**EXTRAIT FOURNI**:

Valéry Gavva fait honneur à son pays en défendant son répertoire
avec panache.
Le
corps de ballet du chœur Alexandrov n'intervient que dans la seconde
partie du concert avec un talent hors du commun. Si, pour leurs
premières apparitions, les danseurs arrivent costumés en militaires
(armée de terre et marine) on ne voit que l'élégance et la grâce
de ces jeunes gens dont la souplesse inouïe leur permet de faire des
prouesses que peu d'artistes pourraient faire ; comme par exemple
sauter par dessus un sabre bien aiguisé avec un amplitude de saut
phénoménale qui fait frissonner tout en subjuguant. Mais si nous
avons apprécié ces danses «militaires», nous devons bien admettre
que nous avons préféré les danses suivantes, en costumes
traditionnels, qui sont très charmantes, dynamiques, pleines de
vie, donnant même envie par moments de monter sur scène pour les
accompagner. C'est Nicolaï Kirilov, l'autre chef de l'ensemble, qui
dirige, avec talent, l'orchestre et les choeurs de l'armée rouge Alexandrov.

**ENTRÉES FOURNIES**:
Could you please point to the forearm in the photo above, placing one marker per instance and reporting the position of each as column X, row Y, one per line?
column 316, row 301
---
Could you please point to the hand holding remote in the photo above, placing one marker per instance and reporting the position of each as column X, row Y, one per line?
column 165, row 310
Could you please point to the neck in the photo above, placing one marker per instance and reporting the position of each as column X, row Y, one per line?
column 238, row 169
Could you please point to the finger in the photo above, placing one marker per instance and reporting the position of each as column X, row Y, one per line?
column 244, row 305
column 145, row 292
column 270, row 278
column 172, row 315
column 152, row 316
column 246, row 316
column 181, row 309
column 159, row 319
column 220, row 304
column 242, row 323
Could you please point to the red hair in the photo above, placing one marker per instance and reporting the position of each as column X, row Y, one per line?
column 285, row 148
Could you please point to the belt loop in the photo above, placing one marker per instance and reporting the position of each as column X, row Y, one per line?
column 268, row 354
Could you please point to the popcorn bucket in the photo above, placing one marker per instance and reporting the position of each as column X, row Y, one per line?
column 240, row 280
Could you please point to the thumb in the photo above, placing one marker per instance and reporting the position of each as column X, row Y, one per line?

**EXERCICES À FAIRE**:
#1 Quels qualificatifs le compte rendu du concert attribue-t-il aux danses en costumes traditionnels ?
#2 Selon le compte rendu du concert, qui dirige l'orchestre et les chœurs de l'armée rouge Alexandrov ?
#3 Reprenez le compte rendu du concert du chœur Alexandrov à la suite de sa dernière phrase.

**LES RÉPONSES**:
#1 Charmantes, dynamiques, pleines de vie.

#2 Nicolaï Kirilov, l'autre chef de l'ensemble.

#3
Les
chœurs de l'armée rouge Alexandrov ont fait honneur à leur
excellente réputation en présentant à un public conquis une
performance exceptionnelle. Le triomphe qu'ils ont reçu en ce samedi
soir est d'autant plus mérité que le talent, l'élégance, la grâce
étaient réunis sur la scène du palais des congrès de Paris. Nous
espérons simplement ne pas attendre seize ans avant de revoir ces
superbes artistes en France.
Compte
rendu concert. Paris. Palais des congrès, le 20 avril 2019. Vadim
Ananiev, ténor ;Valéry Gavva, basse ; Maksim
Maklakov, baryton ; Roman Valutov, baryton ; Alexei
Skatchkov, ténor. Chœur, orchestre et corps de ballet de
l'armée rouge Alexandrov. Colonel Gennady Sachenyuk, Nicolaï
Kirilov, direction.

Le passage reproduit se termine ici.